======== Records ========

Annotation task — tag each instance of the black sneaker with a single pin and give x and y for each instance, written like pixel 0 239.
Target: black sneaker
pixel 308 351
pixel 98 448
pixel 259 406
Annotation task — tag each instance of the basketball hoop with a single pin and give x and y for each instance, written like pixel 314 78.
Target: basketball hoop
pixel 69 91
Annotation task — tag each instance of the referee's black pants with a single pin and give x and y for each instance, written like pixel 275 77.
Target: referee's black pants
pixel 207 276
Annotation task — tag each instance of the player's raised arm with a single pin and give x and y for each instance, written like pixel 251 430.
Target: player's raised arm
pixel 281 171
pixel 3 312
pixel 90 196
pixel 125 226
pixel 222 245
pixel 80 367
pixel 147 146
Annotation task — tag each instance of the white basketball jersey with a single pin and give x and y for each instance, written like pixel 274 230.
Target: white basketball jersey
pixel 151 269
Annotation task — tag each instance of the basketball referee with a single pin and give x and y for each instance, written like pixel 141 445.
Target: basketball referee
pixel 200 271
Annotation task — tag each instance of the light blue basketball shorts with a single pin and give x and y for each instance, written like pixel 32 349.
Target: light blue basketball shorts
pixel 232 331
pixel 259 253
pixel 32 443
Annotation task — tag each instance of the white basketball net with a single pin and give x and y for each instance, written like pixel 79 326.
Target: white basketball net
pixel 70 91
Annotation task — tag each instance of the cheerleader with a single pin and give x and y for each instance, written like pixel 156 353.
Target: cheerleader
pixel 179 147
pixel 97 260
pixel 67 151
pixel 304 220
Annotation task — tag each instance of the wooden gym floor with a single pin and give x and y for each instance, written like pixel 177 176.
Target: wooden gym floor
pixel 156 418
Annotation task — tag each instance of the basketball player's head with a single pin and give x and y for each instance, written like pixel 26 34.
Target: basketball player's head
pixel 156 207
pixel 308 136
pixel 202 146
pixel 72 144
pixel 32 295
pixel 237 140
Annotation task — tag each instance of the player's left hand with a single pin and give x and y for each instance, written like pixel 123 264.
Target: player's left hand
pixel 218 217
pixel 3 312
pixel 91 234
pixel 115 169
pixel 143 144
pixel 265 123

========

Required action - Each record above has to be set down again, exactly and completely.

Task result -
Annotation task — tag each instance of the black sneaker with a single pin and give x and y for each instance, written like pixel 0 239.
Target: black sneaker
pixel 308 351
pixel 98 448
pixel 259 406
Annotation task — tag each instance of the basketball hoop with a single pin and give x and y for each instance, written like pixel 314 78.
Target: basketball hoop
pixel 69 91
Annotation task — tag each instance of the referee's black pants with a single pin and give x and y for each instance, written like pixel 275 77.
Target: referee's black pants
pixel 207 276
Annotation task — tag each instance of the player's raised arm with a single pin and give x and y for each instance, written like pixel 251 430.
Target: player's raised arm
pixel 281 171
pixel 3 312
pixel 90 196
pixel 125 226
pixel 222 245
pixel 80 367
pixel 147 146
Annotation task — tag each instance of the white basketball jersey with a single pin and give x and y for each instance, written like pixel 274 230.
Target: white basketball jersey
pixel 151 269
Annotation task — tag each instance of the basketball referee with a single pin and give x and y for each instance, written like pixel 141 445.
Target: basketball referee
pixel 200 271
Annotation task — tag each instance of the light blue basketball shorts with a single pin and give x and y for each instance, written like pixel 32 349.
Target: light blue basketball shorts
pixel 232 331
pixel 259 253
pixel 32 443
Annotation task — tag each instance of the white basketball net with a single pin and give x and y for each instance, written like pixel 79 326.
Target: white basketball net
pixel 70 91
Annotation task — tag each instance of the cheerleader with a single pin and give x and y for each instance, written like pixel 156 353.
Target: cheerleader
pixel 179 147
pixel 97 260
pixel 67 151
pixel 304 220
Annotation task — tag each instance of the wooden gym floor with a single pin and give x and y for each instance, written like pixel 177 176.
Target: wooden gym floor
pixel 156 418
Annotation task — tag each instance of the basketball player's head with a single pin and give x and y for each instance, written like pixel 26 34.
Target: basketball player's head
pixel 156 207
pixel 308 136
pixel 202 146
pixel 72 144
pixel 32 295
pixel 237 140
Annotation task — tag each instance of the player's left hand with a single pin and give x and y for each instance, written like pixel 123 264.
Target: player's left hand
pixel 218 217
pixel 3 312
pixel 91 234
pixel 115 169
pixel 143 144
pixel 265 123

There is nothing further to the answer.